» **SHORT PROBLEM 1**
Find every line of the records that contains the string "standing", and copy each one. Matching is case-sensitive.

» **GIVEN TEXT**
-- begin --

Who is that professor at the board, and what does she want?

This spring I will be teaching MATH 2001:  Introduction to Discrete Mathematics.  This is our introduction to the major here at the University of Colorado, Boulder, and most students find it a wild ride after their experience in Calculus.

What do I want out of this course?  I want to impart to my students the experience and skills of a research mathematician.  This may seem like the wrong goal.  After all, our majors are mostly headed to other careers.  Is it not a little bit of hubris, near-sightedness, or perhaps even isolation-induced narcissism, that pushes me to evangelize about my profession?

I prefer to think otherwise, but there is probably some truth to that assessment of my motivations.  However, less-than-laudable motivations does not a bad goal make.  So the purpose of this post is to explain what is valuable about the skill set I aim to teach in Math 2001.

First and foremost, my goal is precision in thought and communication.   My goal is to harness and control fuzzy, associative thinking.   Associative thinking begets creativity and intuition, two extremely valuable things in mathematics, but it must always be tempered by precision and logic, or it brings us only daydreams.  I find that students usually arrive in 2001 with great creativity, but less ability to harness their creative urges to align with reality, mathematically speaking.

-- end --

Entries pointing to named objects

-- begin --

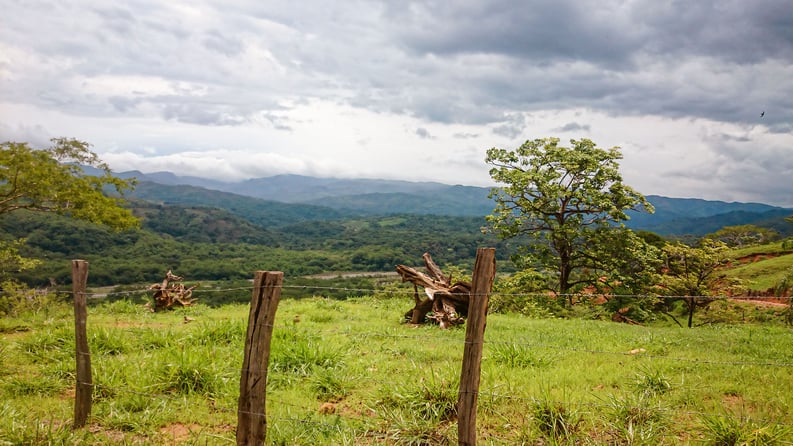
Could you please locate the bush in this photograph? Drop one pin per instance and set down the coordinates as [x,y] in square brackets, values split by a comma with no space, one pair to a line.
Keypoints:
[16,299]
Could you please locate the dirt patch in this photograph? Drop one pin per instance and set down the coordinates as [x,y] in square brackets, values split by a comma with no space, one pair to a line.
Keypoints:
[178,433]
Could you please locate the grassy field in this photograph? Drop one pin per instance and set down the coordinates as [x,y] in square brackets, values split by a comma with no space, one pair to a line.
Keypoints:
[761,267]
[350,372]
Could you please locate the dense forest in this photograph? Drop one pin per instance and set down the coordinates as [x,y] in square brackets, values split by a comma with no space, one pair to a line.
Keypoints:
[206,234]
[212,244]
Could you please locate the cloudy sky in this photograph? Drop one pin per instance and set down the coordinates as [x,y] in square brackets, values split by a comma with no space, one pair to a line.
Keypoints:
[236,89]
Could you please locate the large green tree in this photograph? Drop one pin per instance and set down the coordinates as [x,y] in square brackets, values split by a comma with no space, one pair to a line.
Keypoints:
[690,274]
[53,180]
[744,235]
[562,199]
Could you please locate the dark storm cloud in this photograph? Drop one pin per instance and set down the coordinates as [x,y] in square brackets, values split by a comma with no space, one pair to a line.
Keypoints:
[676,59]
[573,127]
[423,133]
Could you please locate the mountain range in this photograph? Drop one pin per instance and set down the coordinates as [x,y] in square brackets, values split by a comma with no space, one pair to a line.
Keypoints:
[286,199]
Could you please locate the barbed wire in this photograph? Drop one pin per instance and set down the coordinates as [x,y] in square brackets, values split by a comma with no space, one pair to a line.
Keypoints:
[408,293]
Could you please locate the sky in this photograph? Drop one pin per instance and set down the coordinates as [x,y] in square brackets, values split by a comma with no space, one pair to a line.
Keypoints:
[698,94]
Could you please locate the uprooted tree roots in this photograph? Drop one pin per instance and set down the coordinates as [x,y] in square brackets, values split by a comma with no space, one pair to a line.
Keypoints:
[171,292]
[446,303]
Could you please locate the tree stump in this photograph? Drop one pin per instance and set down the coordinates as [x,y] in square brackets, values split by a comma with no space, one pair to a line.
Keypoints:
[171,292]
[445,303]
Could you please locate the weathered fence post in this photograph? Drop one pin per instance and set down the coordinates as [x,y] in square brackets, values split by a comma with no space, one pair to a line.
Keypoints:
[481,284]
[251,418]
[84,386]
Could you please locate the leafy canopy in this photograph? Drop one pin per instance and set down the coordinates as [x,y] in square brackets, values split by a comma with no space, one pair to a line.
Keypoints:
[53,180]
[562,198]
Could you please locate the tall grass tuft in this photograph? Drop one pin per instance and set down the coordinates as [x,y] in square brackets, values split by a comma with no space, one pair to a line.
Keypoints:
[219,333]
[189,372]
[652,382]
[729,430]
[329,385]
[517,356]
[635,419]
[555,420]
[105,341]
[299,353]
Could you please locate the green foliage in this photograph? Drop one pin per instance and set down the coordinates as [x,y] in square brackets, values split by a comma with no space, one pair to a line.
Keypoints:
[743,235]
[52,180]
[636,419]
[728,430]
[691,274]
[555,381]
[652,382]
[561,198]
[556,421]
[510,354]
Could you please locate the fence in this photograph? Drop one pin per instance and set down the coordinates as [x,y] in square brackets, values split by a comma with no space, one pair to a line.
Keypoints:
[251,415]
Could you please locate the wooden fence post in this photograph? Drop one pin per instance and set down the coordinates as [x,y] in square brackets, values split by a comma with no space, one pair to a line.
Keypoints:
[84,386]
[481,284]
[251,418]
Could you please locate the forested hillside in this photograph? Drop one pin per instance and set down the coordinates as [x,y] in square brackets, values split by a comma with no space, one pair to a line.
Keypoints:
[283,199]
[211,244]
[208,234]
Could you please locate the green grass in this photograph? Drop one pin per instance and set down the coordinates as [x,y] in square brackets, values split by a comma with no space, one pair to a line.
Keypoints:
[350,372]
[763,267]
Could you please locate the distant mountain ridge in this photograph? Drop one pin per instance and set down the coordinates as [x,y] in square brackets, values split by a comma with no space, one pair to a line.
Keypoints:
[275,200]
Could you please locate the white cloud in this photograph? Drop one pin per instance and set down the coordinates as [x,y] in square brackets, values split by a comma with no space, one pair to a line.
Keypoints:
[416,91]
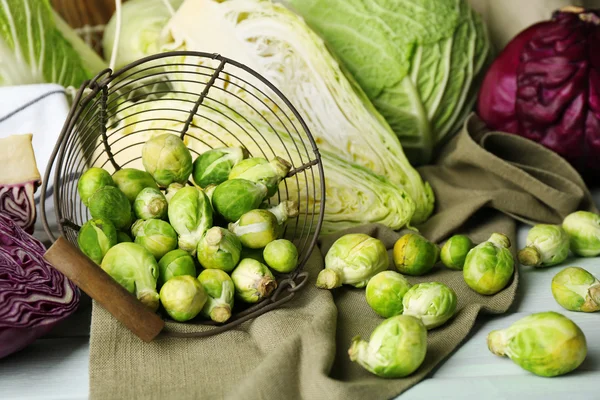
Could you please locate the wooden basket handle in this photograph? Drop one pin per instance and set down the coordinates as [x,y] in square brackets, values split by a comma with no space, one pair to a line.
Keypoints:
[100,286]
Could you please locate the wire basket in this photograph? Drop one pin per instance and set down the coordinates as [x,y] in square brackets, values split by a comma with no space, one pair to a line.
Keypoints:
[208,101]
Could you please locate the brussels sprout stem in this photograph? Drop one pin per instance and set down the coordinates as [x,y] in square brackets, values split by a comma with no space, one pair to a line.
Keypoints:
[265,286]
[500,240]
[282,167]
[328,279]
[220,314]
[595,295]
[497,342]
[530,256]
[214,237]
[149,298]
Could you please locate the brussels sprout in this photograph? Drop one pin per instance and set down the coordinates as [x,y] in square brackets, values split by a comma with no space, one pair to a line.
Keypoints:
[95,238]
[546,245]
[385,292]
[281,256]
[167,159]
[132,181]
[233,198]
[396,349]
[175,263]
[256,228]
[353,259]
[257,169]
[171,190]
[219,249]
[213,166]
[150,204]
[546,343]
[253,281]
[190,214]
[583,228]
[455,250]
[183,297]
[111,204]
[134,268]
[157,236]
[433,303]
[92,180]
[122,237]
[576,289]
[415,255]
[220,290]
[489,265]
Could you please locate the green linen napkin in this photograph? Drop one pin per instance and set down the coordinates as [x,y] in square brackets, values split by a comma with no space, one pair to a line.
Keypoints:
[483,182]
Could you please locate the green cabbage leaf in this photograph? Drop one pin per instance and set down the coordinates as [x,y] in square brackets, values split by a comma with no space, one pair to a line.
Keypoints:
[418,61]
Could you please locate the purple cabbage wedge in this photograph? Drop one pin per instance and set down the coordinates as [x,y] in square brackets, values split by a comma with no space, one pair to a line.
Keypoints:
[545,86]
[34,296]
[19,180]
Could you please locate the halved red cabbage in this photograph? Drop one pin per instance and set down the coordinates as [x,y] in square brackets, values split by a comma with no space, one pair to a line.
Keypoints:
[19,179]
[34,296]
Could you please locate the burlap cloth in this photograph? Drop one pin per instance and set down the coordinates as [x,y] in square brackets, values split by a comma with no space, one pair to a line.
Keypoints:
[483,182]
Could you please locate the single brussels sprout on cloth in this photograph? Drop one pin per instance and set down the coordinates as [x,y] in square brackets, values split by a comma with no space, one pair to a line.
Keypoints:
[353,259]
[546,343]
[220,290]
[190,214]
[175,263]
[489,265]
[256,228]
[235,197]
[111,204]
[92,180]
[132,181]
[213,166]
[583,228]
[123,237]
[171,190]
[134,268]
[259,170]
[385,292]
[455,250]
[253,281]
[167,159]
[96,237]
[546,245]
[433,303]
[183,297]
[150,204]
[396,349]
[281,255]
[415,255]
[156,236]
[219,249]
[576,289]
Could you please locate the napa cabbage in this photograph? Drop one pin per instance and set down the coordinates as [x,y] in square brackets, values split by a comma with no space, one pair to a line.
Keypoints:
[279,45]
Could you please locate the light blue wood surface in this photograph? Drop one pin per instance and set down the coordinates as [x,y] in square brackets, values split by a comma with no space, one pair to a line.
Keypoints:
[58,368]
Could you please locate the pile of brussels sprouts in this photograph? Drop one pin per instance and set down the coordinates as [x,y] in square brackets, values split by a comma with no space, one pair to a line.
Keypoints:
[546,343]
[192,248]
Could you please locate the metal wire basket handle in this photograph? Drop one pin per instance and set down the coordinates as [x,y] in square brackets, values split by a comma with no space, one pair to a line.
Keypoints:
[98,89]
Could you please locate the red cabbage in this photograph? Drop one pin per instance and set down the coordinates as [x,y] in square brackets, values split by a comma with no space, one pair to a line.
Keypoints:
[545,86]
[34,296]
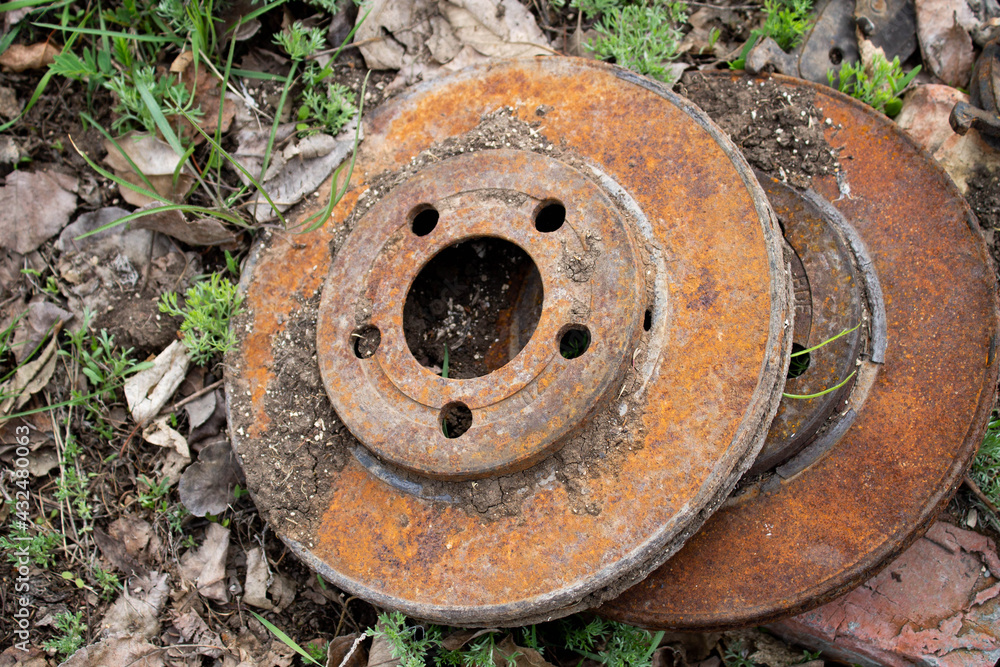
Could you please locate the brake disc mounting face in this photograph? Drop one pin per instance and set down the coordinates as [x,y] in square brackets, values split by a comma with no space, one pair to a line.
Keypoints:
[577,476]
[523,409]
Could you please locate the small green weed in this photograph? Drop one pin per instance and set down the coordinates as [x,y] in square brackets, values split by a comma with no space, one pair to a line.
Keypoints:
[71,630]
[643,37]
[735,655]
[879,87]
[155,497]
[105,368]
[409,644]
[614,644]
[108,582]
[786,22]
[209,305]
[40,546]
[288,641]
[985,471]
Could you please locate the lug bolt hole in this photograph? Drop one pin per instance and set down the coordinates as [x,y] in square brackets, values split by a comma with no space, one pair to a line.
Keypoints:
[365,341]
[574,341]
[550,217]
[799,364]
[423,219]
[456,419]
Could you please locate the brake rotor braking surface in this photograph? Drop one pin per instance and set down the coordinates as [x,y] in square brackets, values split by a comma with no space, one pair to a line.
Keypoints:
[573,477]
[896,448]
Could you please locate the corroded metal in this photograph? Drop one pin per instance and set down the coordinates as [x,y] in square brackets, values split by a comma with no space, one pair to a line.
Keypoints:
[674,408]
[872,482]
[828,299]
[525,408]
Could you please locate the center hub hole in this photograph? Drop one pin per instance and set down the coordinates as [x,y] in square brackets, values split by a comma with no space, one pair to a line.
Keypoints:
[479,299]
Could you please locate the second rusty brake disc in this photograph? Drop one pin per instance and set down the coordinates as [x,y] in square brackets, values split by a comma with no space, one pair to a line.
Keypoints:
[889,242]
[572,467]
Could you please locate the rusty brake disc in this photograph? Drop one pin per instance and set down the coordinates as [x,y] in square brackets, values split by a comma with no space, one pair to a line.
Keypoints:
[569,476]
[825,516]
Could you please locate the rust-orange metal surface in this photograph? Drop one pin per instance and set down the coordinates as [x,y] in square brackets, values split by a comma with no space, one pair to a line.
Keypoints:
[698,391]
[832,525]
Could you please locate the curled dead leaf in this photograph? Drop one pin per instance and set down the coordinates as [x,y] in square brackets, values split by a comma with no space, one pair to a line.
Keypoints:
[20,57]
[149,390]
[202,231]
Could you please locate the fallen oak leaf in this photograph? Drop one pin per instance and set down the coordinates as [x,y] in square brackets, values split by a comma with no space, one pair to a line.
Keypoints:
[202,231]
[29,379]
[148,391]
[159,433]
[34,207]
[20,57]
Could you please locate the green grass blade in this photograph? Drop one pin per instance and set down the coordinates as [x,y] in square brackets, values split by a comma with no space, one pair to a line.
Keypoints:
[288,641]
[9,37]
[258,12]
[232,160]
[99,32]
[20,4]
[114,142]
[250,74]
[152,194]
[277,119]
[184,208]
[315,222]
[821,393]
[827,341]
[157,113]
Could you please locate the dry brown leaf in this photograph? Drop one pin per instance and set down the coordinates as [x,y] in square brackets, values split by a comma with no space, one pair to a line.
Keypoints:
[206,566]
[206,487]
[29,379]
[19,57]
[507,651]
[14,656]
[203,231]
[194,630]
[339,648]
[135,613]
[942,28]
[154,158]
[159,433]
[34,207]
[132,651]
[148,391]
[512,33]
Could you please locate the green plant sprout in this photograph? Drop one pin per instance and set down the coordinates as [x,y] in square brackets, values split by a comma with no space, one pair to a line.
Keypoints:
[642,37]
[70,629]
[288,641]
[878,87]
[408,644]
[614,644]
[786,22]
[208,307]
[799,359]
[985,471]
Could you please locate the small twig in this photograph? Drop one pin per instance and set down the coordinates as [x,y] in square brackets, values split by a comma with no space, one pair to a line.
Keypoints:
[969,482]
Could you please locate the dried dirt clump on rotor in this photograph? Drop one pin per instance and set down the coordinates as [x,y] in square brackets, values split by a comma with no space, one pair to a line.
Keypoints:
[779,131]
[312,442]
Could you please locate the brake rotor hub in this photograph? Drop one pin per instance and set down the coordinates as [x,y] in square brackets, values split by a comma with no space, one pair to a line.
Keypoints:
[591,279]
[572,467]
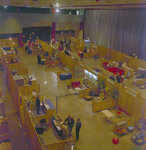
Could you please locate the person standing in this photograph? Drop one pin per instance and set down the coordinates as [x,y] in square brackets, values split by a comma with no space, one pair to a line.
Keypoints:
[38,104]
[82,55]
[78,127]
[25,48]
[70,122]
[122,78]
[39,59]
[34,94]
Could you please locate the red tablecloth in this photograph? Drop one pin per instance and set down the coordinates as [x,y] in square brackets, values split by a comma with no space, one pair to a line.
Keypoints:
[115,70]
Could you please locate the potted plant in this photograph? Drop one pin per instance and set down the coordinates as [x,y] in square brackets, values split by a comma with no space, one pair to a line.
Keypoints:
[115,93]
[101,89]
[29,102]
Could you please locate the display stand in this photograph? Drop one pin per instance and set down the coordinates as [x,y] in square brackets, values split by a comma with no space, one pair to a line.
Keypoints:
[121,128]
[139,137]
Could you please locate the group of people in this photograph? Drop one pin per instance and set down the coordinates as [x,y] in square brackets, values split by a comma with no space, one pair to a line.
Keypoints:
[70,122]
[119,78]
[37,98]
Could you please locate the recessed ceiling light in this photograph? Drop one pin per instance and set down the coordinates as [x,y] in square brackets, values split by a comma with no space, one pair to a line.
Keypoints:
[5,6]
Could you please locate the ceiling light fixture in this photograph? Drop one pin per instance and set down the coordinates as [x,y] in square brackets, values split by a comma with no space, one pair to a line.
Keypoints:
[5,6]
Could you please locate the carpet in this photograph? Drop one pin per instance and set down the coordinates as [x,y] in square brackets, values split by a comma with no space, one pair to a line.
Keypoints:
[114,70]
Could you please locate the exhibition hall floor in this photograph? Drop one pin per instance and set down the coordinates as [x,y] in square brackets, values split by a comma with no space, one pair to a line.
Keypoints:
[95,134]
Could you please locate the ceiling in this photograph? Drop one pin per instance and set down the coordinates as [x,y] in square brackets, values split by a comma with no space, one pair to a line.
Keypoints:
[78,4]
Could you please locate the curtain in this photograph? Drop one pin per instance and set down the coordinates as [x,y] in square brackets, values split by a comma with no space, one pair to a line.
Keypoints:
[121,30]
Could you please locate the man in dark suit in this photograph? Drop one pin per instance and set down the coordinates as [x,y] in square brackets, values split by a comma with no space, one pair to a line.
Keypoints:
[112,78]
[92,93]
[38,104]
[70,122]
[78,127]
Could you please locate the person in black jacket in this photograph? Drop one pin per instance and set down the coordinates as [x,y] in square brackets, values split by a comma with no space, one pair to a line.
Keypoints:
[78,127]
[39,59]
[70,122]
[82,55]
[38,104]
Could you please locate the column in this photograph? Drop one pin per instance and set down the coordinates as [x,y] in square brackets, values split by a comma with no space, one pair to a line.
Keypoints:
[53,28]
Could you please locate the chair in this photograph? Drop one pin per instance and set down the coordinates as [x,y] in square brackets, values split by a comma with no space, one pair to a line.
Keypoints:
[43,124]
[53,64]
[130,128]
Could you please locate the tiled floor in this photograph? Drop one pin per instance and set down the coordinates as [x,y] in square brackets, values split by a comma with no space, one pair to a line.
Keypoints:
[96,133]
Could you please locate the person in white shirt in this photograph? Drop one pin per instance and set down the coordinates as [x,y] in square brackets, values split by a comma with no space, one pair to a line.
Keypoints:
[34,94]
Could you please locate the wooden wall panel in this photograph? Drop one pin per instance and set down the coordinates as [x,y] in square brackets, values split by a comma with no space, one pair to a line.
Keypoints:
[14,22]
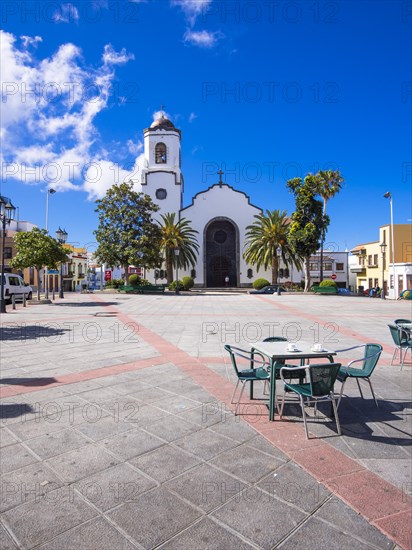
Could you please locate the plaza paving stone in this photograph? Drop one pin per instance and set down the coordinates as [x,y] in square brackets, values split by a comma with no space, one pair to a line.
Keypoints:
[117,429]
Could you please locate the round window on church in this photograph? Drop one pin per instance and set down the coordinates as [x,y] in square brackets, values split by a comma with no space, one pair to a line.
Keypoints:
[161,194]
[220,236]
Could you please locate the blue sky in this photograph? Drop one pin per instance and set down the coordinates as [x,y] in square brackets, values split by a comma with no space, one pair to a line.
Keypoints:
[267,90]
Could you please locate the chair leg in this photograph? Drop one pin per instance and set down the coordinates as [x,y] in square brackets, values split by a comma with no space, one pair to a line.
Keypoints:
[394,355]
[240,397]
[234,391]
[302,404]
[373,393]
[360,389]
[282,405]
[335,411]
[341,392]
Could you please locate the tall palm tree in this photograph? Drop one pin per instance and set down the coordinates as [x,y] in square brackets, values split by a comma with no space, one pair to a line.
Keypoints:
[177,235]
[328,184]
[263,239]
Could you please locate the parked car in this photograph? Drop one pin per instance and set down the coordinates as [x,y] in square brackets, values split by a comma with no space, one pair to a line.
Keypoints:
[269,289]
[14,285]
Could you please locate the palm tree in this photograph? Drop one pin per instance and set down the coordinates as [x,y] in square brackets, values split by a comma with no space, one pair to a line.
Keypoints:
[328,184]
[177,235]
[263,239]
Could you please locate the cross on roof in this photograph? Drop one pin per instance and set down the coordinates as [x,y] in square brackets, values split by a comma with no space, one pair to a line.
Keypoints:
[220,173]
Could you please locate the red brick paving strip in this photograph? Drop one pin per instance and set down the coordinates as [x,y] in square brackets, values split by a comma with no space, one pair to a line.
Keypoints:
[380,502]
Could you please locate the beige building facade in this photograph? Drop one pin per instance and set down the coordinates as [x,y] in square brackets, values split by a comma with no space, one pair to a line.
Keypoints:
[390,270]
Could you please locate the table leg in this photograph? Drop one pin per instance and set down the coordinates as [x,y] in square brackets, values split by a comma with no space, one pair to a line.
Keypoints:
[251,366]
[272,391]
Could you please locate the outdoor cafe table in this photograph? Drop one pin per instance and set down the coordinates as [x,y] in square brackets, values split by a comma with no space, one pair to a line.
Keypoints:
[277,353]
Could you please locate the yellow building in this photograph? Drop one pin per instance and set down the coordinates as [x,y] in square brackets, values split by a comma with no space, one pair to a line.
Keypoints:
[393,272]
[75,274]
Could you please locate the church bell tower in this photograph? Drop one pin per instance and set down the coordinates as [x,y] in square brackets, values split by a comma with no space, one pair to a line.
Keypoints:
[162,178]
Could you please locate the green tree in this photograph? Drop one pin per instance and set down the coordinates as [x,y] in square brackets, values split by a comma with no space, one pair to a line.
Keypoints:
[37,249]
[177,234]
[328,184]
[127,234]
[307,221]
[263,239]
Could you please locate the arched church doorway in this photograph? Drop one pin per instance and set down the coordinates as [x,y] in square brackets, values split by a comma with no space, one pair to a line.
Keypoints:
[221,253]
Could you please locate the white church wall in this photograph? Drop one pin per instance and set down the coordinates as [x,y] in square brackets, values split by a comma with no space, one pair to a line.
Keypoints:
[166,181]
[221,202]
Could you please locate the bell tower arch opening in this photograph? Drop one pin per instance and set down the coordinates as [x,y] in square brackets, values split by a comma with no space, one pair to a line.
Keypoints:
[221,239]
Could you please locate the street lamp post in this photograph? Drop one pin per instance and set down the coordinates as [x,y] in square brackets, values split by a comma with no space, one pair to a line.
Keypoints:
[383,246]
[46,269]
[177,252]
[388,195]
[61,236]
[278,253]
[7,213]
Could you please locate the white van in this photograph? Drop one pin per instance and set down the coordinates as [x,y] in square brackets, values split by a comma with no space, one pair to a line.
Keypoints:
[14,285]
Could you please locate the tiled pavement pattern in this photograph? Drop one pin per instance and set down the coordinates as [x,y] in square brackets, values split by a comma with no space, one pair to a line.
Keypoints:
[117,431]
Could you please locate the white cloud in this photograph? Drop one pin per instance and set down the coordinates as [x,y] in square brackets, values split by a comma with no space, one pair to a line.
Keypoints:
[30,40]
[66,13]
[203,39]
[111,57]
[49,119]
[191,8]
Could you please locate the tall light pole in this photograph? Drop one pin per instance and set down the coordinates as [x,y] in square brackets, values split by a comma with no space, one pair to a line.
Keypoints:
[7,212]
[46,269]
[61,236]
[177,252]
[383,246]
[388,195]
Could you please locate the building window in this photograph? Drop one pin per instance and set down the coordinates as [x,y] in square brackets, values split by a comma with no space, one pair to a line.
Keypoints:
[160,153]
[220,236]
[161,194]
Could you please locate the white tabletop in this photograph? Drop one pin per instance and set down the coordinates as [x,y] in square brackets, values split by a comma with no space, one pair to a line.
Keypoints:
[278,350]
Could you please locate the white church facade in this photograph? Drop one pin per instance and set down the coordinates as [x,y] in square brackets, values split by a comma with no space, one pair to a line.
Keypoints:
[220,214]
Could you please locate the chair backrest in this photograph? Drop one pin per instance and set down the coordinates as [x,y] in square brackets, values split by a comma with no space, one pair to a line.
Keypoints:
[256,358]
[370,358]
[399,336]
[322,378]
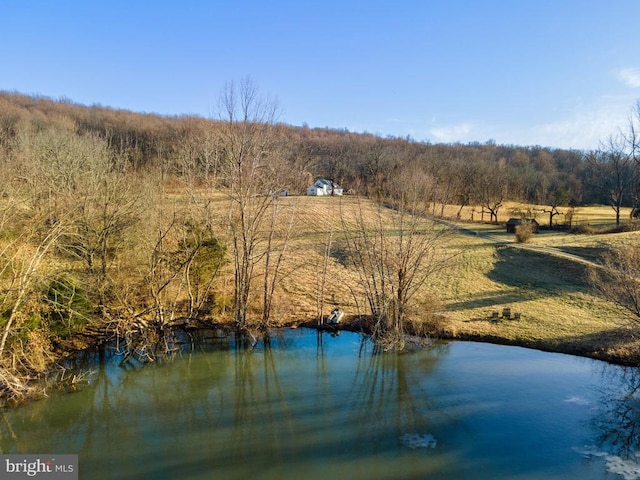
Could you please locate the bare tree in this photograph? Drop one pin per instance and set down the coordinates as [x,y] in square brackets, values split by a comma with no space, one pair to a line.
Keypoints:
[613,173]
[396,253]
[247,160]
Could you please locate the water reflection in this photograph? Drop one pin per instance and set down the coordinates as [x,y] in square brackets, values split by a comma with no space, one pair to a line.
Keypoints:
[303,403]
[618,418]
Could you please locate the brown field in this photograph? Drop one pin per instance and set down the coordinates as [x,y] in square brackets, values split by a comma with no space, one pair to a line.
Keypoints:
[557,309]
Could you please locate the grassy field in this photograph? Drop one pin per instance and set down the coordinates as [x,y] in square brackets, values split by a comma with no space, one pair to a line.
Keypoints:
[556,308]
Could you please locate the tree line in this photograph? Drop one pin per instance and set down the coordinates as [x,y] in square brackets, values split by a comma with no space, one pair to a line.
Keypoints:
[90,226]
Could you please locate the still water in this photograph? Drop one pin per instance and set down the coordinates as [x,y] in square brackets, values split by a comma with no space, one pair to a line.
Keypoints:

-- end --

» **SHORT PROBLEM 2**
Reproduce verbatim the stretch of the post on teaching discrete mathematics from "What do I want" through "about my profession?".

» **FINAL ANSWER 1**
Could you please locate the person standing in this photograph? Drop one pin per instance and set down the coordinates as [x,y] in square brackets, values split by a comma with no space, one pair to a line.

» **FINAL ANSWER 2**
What do I want out of this course?  I want to impart to my students the experience and skills of a research mathematician.  This may seem like the wrong goal.  After all, our majors are mostly headed to other careers.  Is it not a little bit of hubris, near-sightedness, or perhaps even isolation-induced narcissism, that pushes me to evangelize about my profession?